The need to authenticate who we are in the online world is a top priority. And why is that? Advances in technology not only benefit those seeking to protect their information, but they also offer new opportunities for those with malicious intentions. In this context, an unsettling phenomenon arises synthetic identity theft.
The complexity and risk associated with synthetic identity theft are on the rise, posing a challenge for companies seeking to keep their customers and their own systems secure. Let’s take a look at what it’s all about!
What are synthetic identities?
Synthetic identities are hybrid compositions of personal data that blend true information with fictitious details. At times, these amalgamated data can originate from multiple individuals, such as mixing a genuine Social Security number with the details of someone else’s credit card.
There are several ways to create a synthetic identity:
- Manipulated: these identities are a compound of authentic documents and fabricated data.
- Blended: they are crafted using genuine information but sourced from different origins or individuals.
- Fabricated: even elements like Social Security numbers can be randomly generated but designed to fit within a valid range.
To understand it well, a defining trait of synthetic identities is their construction from multiple data sources.
They are created specifically to bypass security measures and deceive commercial or financial entities.
When true elements are incorporated into these identities, the real individuals associated with those elements may face serious consequences, sometimes discovering the damage years after the crime.

> _AIM OF THE EXERCISE_
Which ways of creating a synthetic identity does the passage on synthetic identity theft list?

> _SUPPLIED MATERIAL_
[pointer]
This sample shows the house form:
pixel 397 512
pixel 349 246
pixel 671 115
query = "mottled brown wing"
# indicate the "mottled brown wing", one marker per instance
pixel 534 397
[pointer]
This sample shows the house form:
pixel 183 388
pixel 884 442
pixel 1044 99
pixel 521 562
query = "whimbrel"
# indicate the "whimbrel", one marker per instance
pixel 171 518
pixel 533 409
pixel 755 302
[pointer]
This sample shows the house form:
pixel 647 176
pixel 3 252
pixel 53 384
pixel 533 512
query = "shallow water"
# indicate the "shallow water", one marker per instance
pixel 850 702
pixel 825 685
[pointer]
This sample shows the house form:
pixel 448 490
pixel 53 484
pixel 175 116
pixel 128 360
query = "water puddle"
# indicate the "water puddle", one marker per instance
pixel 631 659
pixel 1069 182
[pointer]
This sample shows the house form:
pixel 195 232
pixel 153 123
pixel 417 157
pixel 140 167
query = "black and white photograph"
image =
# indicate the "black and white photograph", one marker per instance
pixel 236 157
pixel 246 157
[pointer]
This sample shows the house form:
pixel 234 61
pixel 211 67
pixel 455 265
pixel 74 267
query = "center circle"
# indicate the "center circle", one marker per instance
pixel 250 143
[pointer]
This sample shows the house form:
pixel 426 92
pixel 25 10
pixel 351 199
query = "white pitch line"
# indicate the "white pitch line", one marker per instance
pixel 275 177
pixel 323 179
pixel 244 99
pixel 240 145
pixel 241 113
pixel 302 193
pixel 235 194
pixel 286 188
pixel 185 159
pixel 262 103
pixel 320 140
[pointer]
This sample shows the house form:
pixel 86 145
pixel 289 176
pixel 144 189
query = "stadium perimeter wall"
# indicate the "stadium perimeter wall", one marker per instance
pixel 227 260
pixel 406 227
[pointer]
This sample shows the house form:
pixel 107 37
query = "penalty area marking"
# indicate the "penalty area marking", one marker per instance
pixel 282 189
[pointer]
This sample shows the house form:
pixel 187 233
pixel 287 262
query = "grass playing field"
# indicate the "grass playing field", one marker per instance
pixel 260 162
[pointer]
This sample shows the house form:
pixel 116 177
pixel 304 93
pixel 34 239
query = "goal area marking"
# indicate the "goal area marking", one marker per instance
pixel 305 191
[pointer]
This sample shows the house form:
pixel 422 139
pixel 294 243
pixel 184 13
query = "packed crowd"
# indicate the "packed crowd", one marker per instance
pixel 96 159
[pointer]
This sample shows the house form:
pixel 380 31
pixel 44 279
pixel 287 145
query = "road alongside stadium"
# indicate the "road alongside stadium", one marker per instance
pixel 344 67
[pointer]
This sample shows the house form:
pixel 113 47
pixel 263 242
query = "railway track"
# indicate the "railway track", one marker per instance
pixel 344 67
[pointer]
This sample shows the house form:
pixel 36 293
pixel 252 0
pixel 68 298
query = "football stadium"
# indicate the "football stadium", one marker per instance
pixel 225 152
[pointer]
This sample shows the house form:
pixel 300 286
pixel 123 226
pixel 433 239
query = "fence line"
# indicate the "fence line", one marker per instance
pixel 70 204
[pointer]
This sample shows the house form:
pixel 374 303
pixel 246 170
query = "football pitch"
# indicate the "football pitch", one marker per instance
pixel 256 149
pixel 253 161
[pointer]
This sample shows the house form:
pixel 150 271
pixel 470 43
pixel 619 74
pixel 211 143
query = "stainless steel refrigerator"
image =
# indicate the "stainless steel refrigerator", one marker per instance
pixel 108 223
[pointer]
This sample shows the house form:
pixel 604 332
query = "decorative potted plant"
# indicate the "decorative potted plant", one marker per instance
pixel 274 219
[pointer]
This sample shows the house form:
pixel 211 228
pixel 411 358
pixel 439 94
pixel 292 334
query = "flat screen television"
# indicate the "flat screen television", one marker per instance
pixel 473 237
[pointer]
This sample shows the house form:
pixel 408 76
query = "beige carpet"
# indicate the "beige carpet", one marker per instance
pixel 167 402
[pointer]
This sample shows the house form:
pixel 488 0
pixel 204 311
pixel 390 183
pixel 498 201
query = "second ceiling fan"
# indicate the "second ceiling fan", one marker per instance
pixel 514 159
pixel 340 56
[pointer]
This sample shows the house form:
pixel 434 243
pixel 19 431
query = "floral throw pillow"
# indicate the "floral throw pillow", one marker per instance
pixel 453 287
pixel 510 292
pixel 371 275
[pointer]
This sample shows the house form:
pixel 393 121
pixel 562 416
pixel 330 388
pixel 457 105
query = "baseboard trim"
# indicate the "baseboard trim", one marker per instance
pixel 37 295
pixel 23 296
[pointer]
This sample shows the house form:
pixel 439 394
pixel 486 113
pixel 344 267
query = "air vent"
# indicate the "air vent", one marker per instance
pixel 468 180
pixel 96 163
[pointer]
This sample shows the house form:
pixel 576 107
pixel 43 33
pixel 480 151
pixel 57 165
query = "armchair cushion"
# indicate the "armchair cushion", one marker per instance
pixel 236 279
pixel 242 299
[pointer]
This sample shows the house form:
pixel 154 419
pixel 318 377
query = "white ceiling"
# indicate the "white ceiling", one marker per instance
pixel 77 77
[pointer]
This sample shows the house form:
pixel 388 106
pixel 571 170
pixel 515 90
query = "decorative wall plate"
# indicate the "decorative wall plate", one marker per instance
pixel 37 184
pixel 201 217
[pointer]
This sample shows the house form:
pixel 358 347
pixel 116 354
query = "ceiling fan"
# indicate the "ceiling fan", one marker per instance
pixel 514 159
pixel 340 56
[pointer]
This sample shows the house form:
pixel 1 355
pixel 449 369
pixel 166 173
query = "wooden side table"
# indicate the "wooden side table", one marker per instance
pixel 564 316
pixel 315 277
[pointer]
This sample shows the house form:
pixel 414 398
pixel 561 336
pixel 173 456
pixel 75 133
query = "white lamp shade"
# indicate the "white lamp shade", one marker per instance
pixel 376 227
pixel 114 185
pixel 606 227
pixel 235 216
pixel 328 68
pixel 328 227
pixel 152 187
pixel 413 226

> _EXPECTED ANSWER_
- Manipulated: a compound of authentic documents and fabricated data.
- Blended: crafted using genuine information but sourced from different origins or individuals.
- Fabricated: even elements like Social Security numbers can be randomly generated but designed to fit within a valid range.